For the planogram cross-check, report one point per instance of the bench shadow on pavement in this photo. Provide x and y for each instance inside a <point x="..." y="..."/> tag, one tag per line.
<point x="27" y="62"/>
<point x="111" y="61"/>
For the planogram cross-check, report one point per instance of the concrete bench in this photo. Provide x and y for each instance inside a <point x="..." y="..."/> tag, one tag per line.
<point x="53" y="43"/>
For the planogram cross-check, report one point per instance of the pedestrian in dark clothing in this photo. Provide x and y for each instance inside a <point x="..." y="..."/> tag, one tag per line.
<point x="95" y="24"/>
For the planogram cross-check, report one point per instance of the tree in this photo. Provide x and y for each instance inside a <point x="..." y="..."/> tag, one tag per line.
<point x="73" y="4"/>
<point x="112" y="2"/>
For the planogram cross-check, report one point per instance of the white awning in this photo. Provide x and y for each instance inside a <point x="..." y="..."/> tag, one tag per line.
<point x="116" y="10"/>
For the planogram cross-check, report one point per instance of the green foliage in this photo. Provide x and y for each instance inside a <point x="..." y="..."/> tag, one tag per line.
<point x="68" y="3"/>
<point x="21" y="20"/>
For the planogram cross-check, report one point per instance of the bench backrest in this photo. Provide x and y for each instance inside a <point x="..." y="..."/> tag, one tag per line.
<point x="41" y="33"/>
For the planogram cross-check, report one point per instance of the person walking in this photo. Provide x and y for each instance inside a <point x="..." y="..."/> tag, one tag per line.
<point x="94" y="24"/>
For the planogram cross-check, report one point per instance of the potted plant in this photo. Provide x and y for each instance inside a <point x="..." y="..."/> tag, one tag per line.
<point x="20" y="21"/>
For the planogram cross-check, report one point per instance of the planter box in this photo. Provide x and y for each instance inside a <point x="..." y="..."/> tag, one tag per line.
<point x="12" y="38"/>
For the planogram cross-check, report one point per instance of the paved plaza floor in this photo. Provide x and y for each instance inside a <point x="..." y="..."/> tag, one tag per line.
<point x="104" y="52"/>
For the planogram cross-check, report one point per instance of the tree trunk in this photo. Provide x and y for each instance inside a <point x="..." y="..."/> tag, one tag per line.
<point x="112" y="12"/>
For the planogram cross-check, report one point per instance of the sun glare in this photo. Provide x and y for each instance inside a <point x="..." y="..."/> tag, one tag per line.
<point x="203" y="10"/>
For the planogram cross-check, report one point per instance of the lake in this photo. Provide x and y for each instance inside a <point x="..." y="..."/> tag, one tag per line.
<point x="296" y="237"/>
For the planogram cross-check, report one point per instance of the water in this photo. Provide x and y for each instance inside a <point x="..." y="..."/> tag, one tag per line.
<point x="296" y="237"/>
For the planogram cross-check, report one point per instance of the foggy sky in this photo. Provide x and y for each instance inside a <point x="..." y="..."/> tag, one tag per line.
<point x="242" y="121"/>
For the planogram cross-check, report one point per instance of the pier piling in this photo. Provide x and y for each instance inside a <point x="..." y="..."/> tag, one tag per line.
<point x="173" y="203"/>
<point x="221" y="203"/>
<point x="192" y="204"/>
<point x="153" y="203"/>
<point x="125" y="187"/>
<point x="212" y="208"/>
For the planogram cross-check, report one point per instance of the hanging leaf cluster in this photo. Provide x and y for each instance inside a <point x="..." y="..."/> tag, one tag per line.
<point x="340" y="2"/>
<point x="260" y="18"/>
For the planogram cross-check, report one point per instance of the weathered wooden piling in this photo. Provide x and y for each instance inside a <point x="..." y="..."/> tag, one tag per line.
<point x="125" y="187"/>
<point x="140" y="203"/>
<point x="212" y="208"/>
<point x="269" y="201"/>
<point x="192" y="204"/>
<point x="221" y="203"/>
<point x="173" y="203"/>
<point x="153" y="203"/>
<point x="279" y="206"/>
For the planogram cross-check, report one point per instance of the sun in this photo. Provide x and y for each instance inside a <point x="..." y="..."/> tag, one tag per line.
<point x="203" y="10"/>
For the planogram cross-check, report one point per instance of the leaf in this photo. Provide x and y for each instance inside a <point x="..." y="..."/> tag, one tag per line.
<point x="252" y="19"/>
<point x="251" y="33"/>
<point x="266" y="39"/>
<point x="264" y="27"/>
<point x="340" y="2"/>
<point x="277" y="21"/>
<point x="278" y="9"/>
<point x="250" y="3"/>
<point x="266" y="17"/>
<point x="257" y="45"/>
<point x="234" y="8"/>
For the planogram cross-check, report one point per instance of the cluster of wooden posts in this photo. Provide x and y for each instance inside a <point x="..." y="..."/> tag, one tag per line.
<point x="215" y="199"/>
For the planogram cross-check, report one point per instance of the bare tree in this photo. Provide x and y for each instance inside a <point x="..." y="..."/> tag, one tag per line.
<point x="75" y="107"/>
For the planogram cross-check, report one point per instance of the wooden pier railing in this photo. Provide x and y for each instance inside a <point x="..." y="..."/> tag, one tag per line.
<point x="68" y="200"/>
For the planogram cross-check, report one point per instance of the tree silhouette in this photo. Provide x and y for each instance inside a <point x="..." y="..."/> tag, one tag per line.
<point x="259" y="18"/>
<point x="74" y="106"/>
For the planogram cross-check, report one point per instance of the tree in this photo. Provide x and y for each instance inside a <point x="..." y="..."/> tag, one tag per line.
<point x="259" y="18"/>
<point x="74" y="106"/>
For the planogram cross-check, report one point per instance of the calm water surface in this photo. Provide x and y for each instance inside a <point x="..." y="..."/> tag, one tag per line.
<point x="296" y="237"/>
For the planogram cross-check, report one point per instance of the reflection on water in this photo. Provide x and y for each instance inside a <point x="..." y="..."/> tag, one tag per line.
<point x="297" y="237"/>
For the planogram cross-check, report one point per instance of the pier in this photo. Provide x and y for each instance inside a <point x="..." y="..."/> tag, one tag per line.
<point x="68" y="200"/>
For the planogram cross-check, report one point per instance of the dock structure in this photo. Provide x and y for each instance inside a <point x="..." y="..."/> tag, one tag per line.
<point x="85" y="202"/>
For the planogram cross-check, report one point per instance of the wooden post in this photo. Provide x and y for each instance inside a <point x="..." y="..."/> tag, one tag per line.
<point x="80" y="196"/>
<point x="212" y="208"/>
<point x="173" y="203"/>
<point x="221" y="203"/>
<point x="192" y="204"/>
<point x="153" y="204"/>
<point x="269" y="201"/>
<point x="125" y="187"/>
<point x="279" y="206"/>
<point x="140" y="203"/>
_ _ _ _ _
_Problem to work on_:
Start to finish, copy the material out exactly.

_Result of this task_:
For the planogram cross-check, report one point per instance of the bench shadow on pavement in this photo. Provide x and y for each instance inside a <point x="..." y="..."/> tag, one tag per line.
<point x="27" y="62"/>
<point x="111" y="61"/>
For the planogram cross-check, report one point per instance of the concrete bench in this photo. Provide x and y for each instance inside a <point x="..." y="..."/> tag, one tag per line.
<point x="53" y="43"/>
For the planogram cross-check, report one point per instance of the pedestrian in dark clothing in this photo. Provide x and y for each instance inside a <point x="..." y="..."/> tag, one tag per line.
<point x="95" y="24"/>
For the planogram cross-check, report one point per instance of the tree in this photo. Provide x and y for each instance inside a <point x="..." y="..."/> tag, one tag per line.
<point x="73" y="4"/>
<point x="112" y="2"/>
For the planogram cross-check, report one point per instance of the white awning in this photo. Provide x and y for each instance inside a <point x="..." y="..."/> tag, one tag per line.
<point x="116" y="10"/>
For the planogram cross-check, report one point per instance of the green foliage in this photo. Provide x and y for each instance inside a <point x="..." y="..."/> tag, one tag per line.
<point x="68" y="3"/>
<point x="21" y="20"/>
For the planogram cross-check, report one point per instance of the bench backrest in this photo. Provide x and y for each instance inside a <point x="..." y="..."/> tag, one tag per line.
<point x="41" y="33"/>
For the planogram cross-check, report one point per instance of the person walking in this photo. Provide x and y for each instance inside a <point x="..." y="..."/> tag, one tag per line.
<point x="94" y="24"/>
For the planogram cross-check, report one point per instance of the potted plant in this photo. Provide x and y for each instance inside a <point x="..." y="..."/> tag, one tag per line.
<point x="20" y="21"/>
For the planogram cross-check, report one point per instance of the planter box in this photo. Provide x and y for each instance inside a <point x="..." y="..."/> tag, one tag per line.
<point x="12" y="38"/>
For the planogram cross-check, report one point per instance of the paved plaza floor in this photo. Provide x and y for each instance inside a <point x="..." y="..."/> tag, one tag per line.
<point x="104" y="52"/>
For the planogram cross-check, report one point per instance of the tree trunk in this photo. Provide x and y for each instance inside a <point x="..." y="..."/> tag, one tag per line.
<point x="112" y="12"/>
For the planogram cross-check, report one point per instance of the sun glare in this photo. Provide x and y for each instance inside a <point x="..." y="..."/> tag, one tag per line.
<point x="203" y="10"/>
For the planogram cross-check, report one point per instance of the lake in this photo. Provide x and y for each instance inside a <point x="..." y="..."/> tag, one tag per line.
<point x="296" y="237"/>
For the planogram cross-check, report one point per instance of the water in this photo. Provide x and y for each instance inside a <point x="..." y="..."/> tag, one tag per line.
<point x="296" y="237"/>
For the planogram cross-check, report one point per instance of the foggy sky in this photo. Provide x and y for each instance inside a <point x="..." y="..."/> tag, one tag per line.
<point x="242" y="121"/>
For the planogram cross-check, report one point per instance of the pier piling in this photo. Provide x and y for each instance inside a <point x="..." y="..."/> tag, one tag per line.
<point x="173" y="203"/>
<point x="221" y="203"/>
<point x="192" y="204"/>
<point x="153" y="203"/>
<point x="125" y="187"/>
<point x="212" y="208"/>
For the planogram cross-check, report one point per instance of the hanging leaf cluster in this photo. Provide x and y for each instance inside a <point x="..." y="..."/> tag, one tag per line.
<point x="340" y="2"/>
<point x="260" y="18"/>
For the planogram cross-check, report one point per instance of the weathered wooden piling in this photo. Provide x and y for each instance inside a <point x="..." y="..."/> tag, one tag per line.
<point x="125" y="187"/>
<point x="140" y="203"/>
<point x="212" y="208"/>
<point x="269" y="201"/>
<point x="192" y="204"/>
<point x="221" y="203"/>
<point x="173" y="203"/>
<point x="153" y="203"/>
<point x="279" y="206"/>
For the planogram cross-check, report one point per instance of the sun in this photo. Provide x and y for each instance inside a <point x="..." y="..."/> tag, one tag per line.
<point x="203" y="10"/>
For the planogram cross-check, report one point per instance of the leaf in this photo. Provide x and y for each instance inside a <point x="..." y="..."/> tag, one tag per line.
<point x="252" y="19"/>
<point x="251" y="33"/>
<point x="266" y="39"/>
<point x="264" y="27"/>
<point x="340" y="2"/>
<point x="277" y="21"/>
<point x="278" y="9"/>
<point x="250" y="3"/>
<point x="266" y="17"/>
<point x="257" y="45"/>
<point x="234" y="8"/>
For the planogram cross-check, report one point per instance of the cluster of wooden posts in this photo. Provide x and y for each instance inside a <point x="..." y="..."/> tag, one tag per line.
<point x="215" y="199"/>
For the planogram cross-check, report one point per instance of the bare tree in this photo. Provide x and y for each instance inside a <point x="..." y="..."/> tag, one tag per line.
<point x="75" y="107"/>
For the planogram cross-check, report one point per instance of the wooden pier railing in this photo. Provide x and y for each instance inside a <point x="..." y="..."/> tag, one tag per line.
<point x="68" y="200"/>
For the planogram cross-check, report one point per instance of the tree silhouette in this photo. Provide x and y for each instance inside a <point x="..." y="..."/> tag, one tag per line.
<point x="259" y="18"/>
<point x="74" y="106"/>
For the planogram cross-check, report one point per instance of the tree in this photo. Provide x and y for each instance inside a <point x="..." y="..."/> tag, one tag per line.
<point x="259" y="18"/>
<point x="74" y="106"/>
For the planogram cross-check, report one point per instance of the calm water surface in this photo. Provide x and y for each instance inside a <point x="..." y="..."/> tag, one tag per line.
<point x="296" y="237"/>
For the planogram cross-check, report one point per instance of the reflection on water in this photo. Provide x and y for each instance inside a <point x="..." y="..."/> tag, one tag per line.
<point x="297" y="237"/>
For the planogram cross-check, report one point per instance of the pier in this photo. Provide x and y for each instance inside a <point x="..." y="..."/> tag, one tag per line.
<point x="68" y="200"/>
For the planogram cross-check, report one point per instance of the dock structure in this photo. Provide x and y for each instance inside a <point x="..." y="..."/> tag, one tag per line.
<point x="85" y="202"/>
For the planogram cross-check, report one point per instance of the wooden post in this photo. Provide x and y for each instance inside a <point x="..." y="..."/> tag, one tag per line.
<point x="80" y="196"/>
<point x="212" y="208"/>
<point x="173" y="203"/>
<point x="221" y="203"/>
<point x="192" y="204"/>
<point x="153" y="204"/>
<point x="269" y="201"/>
<point x="125" y="187"/>
<point x="279" y="206"/>
<point x="140" y="203"/>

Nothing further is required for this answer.